# Exercise instructions
Output the full listing word for word.
-=-=-
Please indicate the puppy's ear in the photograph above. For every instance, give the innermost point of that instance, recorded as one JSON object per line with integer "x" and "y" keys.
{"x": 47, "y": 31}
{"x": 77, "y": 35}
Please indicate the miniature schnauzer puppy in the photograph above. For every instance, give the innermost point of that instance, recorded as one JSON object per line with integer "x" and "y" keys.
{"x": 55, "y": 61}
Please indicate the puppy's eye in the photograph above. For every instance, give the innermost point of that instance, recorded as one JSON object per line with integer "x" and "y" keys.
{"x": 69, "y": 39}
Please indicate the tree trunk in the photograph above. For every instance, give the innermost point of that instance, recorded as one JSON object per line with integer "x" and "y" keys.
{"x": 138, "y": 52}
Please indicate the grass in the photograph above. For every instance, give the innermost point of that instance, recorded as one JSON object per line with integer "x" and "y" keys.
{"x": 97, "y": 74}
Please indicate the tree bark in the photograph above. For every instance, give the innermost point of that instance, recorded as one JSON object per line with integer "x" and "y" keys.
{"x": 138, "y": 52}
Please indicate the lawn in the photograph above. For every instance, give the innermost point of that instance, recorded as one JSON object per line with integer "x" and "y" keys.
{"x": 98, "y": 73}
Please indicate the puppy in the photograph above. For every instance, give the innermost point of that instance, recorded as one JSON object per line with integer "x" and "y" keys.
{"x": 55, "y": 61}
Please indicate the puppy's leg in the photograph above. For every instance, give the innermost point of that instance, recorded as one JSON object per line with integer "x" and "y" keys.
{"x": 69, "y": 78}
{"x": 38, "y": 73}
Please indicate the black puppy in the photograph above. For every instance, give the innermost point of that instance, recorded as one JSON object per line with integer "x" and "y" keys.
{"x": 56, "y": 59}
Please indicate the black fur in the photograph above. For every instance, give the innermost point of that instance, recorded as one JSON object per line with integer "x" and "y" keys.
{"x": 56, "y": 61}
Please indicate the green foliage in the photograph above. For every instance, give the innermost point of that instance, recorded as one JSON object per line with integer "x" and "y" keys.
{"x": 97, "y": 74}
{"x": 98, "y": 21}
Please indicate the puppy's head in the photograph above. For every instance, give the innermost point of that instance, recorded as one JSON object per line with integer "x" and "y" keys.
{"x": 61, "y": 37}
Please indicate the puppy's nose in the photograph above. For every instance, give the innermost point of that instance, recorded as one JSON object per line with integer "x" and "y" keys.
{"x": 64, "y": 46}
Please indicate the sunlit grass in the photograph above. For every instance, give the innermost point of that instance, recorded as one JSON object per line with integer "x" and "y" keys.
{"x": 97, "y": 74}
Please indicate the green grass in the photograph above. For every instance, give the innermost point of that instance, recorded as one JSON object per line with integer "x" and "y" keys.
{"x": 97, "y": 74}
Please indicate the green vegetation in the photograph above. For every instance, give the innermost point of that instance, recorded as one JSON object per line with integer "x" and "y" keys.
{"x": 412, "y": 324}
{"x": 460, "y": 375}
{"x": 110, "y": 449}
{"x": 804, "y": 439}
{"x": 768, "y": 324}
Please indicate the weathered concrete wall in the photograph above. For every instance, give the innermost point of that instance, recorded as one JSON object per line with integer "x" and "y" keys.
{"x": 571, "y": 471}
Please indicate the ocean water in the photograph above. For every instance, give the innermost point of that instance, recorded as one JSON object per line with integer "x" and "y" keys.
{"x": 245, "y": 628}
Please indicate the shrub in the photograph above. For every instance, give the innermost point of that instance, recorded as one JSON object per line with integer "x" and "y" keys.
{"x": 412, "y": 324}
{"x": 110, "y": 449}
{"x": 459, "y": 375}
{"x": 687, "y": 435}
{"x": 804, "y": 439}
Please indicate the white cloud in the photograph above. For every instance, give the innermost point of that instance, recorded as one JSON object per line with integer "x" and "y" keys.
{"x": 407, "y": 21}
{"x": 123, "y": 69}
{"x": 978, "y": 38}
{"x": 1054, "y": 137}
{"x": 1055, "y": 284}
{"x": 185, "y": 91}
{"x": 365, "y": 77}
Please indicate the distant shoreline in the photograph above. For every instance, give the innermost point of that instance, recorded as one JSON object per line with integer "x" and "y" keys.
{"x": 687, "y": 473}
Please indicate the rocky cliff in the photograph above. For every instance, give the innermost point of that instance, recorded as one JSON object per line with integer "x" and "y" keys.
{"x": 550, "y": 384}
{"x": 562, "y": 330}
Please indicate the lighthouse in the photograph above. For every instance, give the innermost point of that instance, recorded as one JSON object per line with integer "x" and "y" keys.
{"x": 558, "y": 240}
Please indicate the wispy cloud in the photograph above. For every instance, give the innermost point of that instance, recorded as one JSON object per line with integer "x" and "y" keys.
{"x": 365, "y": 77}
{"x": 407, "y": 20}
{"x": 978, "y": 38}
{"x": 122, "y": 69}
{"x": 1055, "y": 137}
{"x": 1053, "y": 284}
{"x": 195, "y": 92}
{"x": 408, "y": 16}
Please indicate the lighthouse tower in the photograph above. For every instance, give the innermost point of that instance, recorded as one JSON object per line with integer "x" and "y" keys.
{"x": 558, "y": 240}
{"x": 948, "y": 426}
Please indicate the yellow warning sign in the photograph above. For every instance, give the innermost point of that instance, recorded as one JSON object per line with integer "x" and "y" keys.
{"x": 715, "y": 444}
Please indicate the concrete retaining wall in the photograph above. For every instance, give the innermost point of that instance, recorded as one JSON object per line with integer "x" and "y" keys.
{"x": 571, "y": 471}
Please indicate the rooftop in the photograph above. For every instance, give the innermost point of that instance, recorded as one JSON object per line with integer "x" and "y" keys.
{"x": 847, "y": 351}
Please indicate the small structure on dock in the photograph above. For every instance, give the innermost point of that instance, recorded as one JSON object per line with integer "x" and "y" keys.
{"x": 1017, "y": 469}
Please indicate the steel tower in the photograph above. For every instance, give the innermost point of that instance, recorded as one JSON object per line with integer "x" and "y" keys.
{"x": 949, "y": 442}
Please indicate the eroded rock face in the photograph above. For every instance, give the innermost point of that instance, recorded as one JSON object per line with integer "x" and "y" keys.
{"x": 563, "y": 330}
-=-=-
# Result of the exercise
Please indicate the puppy's ear in the photograph above. For every instance, give the innermost point of that instance, recorded as one JSON object per line with integer "x" and "y" keys.
{"x": 47, "y": 31}
{"x": 77, "y": 35}
Please indicate the miniature schnauzer puppy in the photograph above. For every instance, give the innermost point of that instance, recorded as one JSON object per line with integer "x" and "y" keys.
{"x": 55, "y": 61}
Please indicate the puppy's eye in the photograph above. For every instance, give the innermost point of that instance, recorded as one JSON object per line with integer "x" and "y" keys.
{"x": 69, "y": 39}
Please indicate the tree trunk in the photograph above. For every instance, give the innermost point of that instance, recorded as one JSON object per line with integer "x" and "y" keys.
{"x": 138, "y": 52}
Please indicate the grass in the photograph above. For every instance, give the innermost point of that instance, recorded as one JSON object per line with integer "x" and "y" keys.
{"x": 97, "y": 74}
Please indicate the tree bark in the photograph above. For every instance, give the innermost point of that instance, recorded as one JSON object per line with integer "x" and "y" keys.
{"x": 138, "y": 52}
Please indicate the lawn in the photograph above. For every instance, give the innermost point of that instance, recorded as one JSON object per line with integer "x" and "y" keys.
{"x": 98, "y": 73}
Please indicate the puppy in the photograph above. For every instance, give the innermost point of that instance, recorded as one JSON object per line with integer "x" and "y" keys.
{"x": 55, "y": 61}
Please indicate the puppy's leg in the photograph above. For every instance, give the innermost point of that instance, recorded as one JSON object per line with integer "x" and "y" keys.
{"x": 69, "y": 78}
{"x": 38, "y": 73}
Please indicate the black puppy in the photograph above. For every instance, give the innermost point of that instance, recorded as one JSON object per line with integer "x" and "y" keys.
{"x": 56, "y": 59}
Please indicate the black fur in the photograph above. For every instance, give the innermost point of that instance, recorded as one JSON object per line with integer "x" and "y" keys.
{"x": 56, "y": 61}
Please indicate the green foliage in the photograph above. For every instance, give the innermost point of that instance, recorded as one JSON object per line with integer "x" and "y" keys.
{"x": 97, "y": 74}
{"x": 98, "y": 21}
Please indicate the puppy's head in the photograph above. For every instance, give the innermost point of that instance, recorded as one JSON object per line with integer "x" and "y" keys.
{"x": 61, "y": 37}
Please indicate the puppy's nose in the photograph above. For every instance, give the innermost point of that instance, recorded as one JSON object per line with integer "x" and "y" keys.
{"x": 64, "y": 46}
Please indicate the sunlit grass in the photograph above. For every instance, give the innermost point of that instance, recorded as one JSON object per line with integer "x" and "y" keys.
{"x": 97, "y": 74}
Please indicate the green grass in the photograph above. For every instance, give the innermost point of that instance, recorded as one JSON object per line with integer "x" and "y" keys.
{"x": 97, "y": 74}
Please indicate the green vegetation in the photograph above. For every instance, give the innermost point of that instance, recorded as one JSON object per line with integer "x" and "y" keys.
{"x": 412, "y": 324}
{"x": 460, "y": 375}
{"x": 110, "y": 449}
{"x": 804, "y": 439}
{"x": 768, "y": 324}
Please indicate the weathered concrete wall in the photograph above. For every instance, give the innermost point of that instance, recorded as one JSON object per line with integer "x" and "y" keys.
{"x": 571, "y": 471}
Please indicate the ocean water in the photograph above. For every instance, give the innermost point of that instance, recorded as one JSON object per line with integer "x" and "y" keys.
{"x": 245, "y": 628}
Please indicate the shrub in the photograph above. For every instance, give the innermost point of that instance, recorded as one JSON object per line with integer "x" and "y" keys.
{"x": 412, "y": 324}
{"x": 110, "y": 449}
{"x": 459, "y": 375}
{"x": 687, "y": 435}
{"x": 804, "y": 439}
Please indicate the white cloud in the photograph above. For every instance, give the innermost point of that instance, recorded as one JSON object per line with integer "x" and "y" keys.
{"x": 407, "y": 21}
{"x": 123, "y": 69}
{"x": 978, "y": 38}
{"x": 1054, "y": 137}
{"x": 1055, "y": 284}
{"x": 185, "y": 91}
{"x": 365, "y": 77}
Please indicate the distant shoreline in the photograph above. For every instance, give the innermost point of that instance, recorded as one JSON object per line with integer "x" and "y" keys.
{"x": 687, "y": 473}
Please indicate the rocky cliff in the photograph above. For every instance, give the innermost point of that instance, recorded as one JSON object per line with integer "x" and "y" keys.
{"x": 550, "y": 384}
{"x": 562, "y": 330}
Please indicate the lighthouse in the photograph above. For every instance, give the innermost point of that instance, recorded as one JSON object per line with integer "x" and "y" keys.
{"x": 558, "y": 240}
Please indicate the wispy cloud in the photograph above. For every instance, give the innermost point of that instance, recorded as one JSON object per line with integer "x" and "y" keys.
{"x": 365, "y": 77}
{"x": 407, "y": 20}
{"x": 978, "y": 38}
{"x": 122, "y": 69}
{"x": 1055, "y": 137}
{"x": 1053, "y": 284}
{"x": 195, "y": 92}
{"x": 408, "y": 16}
Please indicate the lighthouse tower in the photograph above. For every instance, give the innermost point of that instance, recorded as one JSON object per line with integer "x" and "y" keys.
{"x": 558, "y": 240}
{"x": 948, "y": 426}
Please indicate the yellow warning sign in the photograph above. For every instance, give the innermost point of that instance, recorded as one JSON object per line with integer "x" and "y" keys.
{"x": 715, "y": 444}
Please indicate the concrete retaining wall in the photograph above. For every instance, give the innermost point of that instance, recorded as one JSON object per line with integer "x" and "y" keys.
{"x": 571, "y": 471}
Please indicate the rooftop in the photograph above. For every instance, give the innermost point of that instance, recorded as one JSON object per line with integer "x" and "y" keys.
{"x": 847, "y": 351}
Please indicate the small structure on dock in the photograph above. For every instance, give the innermost point of that instance, recorded as one JSON object per line with integer "x" and "y" keys.
{"x": 1017, "y": 469}
Please indicate the steel tower in the photograph above. For every instance, give the innermost point of that instance, recorded as one JSON object per line with integer "x" and "y" keys.
{"x": 949, "y": 442}
Please indicate the eroded rock face in the photograph above. For every instance, give the innermost point of that instance, recorded as one JSON object per line with integer "x" and "y" keys.
{"x": 563, "y": 330}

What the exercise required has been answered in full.